§ **Brief**: Please extract every line of the records that contains the string "sink", matching case exactly.

§ **Records to process**:

┌──

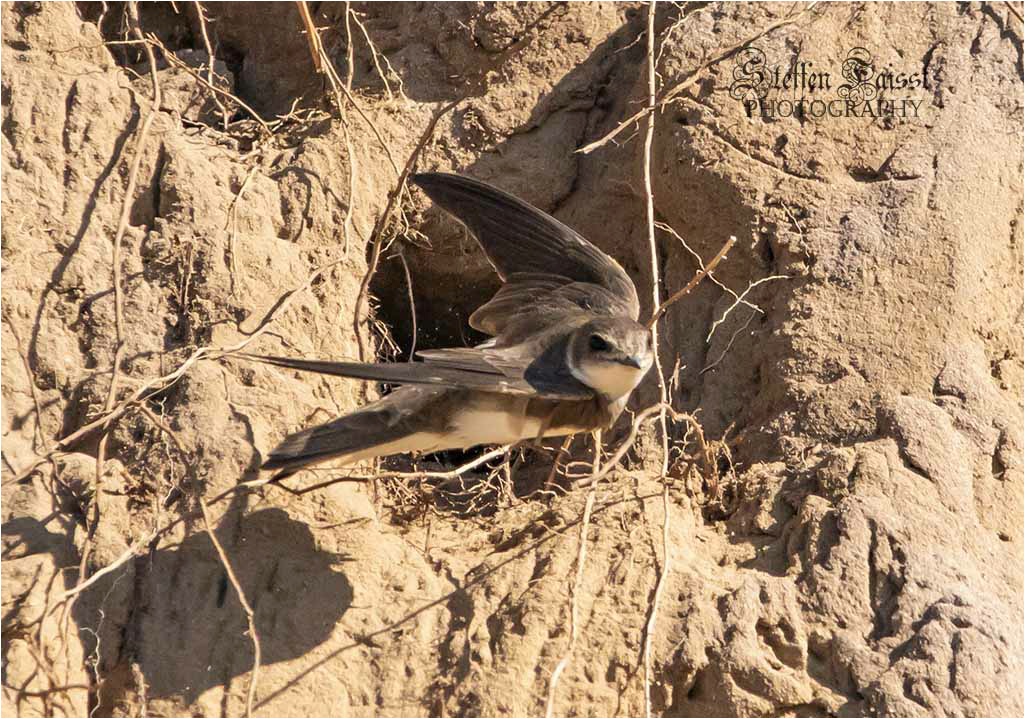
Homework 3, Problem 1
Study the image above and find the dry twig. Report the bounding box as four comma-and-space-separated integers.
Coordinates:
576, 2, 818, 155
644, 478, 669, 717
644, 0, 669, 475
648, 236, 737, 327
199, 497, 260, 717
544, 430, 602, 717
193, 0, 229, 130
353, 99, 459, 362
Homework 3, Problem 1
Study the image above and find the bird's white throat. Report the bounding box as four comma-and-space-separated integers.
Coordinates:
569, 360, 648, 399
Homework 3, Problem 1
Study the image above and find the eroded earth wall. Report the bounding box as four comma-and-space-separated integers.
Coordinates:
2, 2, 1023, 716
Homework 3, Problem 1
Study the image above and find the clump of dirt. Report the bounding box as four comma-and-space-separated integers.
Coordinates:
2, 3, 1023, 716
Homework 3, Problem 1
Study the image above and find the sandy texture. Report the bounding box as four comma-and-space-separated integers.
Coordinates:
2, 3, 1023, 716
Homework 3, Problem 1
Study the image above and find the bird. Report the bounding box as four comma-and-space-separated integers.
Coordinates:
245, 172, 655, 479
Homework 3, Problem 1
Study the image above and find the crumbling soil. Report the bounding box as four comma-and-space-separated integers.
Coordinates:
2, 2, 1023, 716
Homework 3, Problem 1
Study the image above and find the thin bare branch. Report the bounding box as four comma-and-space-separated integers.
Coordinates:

└──
┌──

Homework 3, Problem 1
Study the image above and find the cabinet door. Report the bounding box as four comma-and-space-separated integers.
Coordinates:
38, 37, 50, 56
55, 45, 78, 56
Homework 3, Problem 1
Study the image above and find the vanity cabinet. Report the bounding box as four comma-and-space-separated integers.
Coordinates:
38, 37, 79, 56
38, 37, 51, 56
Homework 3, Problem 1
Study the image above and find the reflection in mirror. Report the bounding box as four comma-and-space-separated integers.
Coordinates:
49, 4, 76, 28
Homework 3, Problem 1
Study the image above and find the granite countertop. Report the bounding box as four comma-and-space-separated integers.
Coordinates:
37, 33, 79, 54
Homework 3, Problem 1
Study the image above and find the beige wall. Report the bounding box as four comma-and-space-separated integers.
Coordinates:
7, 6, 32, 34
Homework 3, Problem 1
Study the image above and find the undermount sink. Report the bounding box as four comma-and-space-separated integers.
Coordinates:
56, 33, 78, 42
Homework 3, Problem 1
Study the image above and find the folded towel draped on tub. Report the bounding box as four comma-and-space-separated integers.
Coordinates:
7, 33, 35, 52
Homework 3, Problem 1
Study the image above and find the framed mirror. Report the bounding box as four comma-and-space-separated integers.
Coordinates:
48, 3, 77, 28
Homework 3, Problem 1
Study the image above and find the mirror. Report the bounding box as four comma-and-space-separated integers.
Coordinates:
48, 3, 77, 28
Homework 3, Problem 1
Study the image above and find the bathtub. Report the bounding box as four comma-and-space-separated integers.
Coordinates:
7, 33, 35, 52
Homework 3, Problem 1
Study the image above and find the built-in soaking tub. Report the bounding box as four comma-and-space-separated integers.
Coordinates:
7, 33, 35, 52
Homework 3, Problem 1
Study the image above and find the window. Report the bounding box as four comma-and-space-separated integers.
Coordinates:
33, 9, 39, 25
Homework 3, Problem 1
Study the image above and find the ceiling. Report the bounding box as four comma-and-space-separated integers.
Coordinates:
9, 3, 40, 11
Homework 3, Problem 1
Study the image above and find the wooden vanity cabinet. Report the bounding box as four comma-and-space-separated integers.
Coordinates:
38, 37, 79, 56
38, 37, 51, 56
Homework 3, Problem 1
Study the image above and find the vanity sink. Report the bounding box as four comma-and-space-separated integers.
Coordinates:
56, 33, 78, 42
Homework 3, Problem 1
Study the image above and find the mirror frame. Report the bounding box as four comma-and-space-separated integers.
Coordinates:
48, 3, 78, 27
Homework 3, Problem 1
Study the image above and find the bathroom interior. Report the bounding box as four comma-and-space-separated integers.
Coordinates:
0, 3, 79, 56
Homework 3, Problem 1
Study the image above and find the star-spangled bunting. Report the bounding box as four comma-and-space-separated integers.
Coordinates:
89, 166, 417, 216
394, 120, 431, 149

└──
┌──

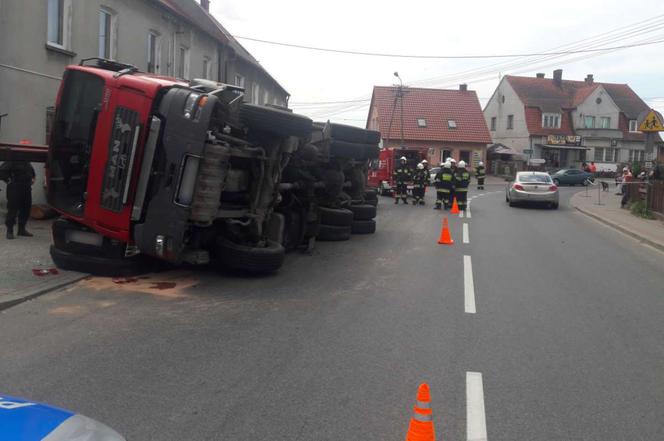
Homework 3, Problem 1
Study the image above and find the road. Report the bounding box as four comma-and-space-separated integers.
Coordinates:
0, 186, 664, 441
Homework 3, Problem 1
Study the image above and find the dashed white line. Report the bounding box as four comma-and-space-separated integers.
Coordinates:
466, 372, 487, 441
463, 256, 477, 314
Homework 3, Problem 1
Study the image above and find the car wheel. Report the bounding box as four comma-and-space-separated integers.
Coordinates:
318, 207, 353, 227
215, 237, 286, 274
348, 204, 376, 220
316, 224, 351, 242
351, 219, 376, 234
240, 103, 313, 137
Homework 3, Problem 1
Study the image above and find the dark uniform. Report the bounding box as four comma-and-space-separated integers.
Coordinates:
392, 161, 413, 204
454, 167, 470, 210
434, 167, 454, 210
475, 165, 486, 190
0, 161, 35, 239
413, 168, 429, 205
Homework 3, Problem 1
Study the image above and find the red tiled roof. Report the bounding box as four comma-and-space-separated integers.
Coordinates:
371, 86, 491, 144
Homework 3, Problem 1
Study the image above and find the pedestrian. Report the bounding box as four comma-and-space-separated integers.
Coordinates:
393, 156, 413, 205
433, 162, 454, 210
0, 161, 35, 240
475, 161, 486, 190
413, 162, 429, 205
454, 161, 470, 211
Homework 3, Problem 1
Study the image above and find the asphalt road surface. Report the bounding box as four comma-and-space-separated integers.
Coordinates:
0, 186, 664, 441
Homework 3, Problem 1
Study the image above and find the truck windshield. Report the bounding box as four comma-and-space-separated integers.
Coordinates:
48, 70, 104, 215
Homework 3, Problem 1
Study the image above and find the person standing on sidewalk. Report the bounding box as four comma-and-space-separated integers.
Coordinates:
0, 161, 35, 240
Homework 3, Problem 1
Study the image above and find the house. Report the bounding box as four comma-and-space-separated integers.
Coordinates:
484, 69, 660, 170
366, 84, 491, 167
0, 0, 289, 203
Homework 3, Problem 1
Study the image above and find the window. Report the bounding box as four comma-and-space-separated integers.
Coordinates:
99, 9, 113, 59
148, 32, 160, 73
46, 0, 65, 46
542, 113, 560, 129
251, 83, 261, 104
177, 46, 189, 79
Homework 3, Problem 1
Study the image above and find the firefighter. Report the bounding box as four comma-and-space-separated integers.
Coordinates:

└──

§ **Exercise result**:
Study the image above and find the undermount sink. Report the bounding box as four comma-and-space-separated integers.
Study the image above and find the vanity sink. Report the bounding box as four comma-and-space-separated integers.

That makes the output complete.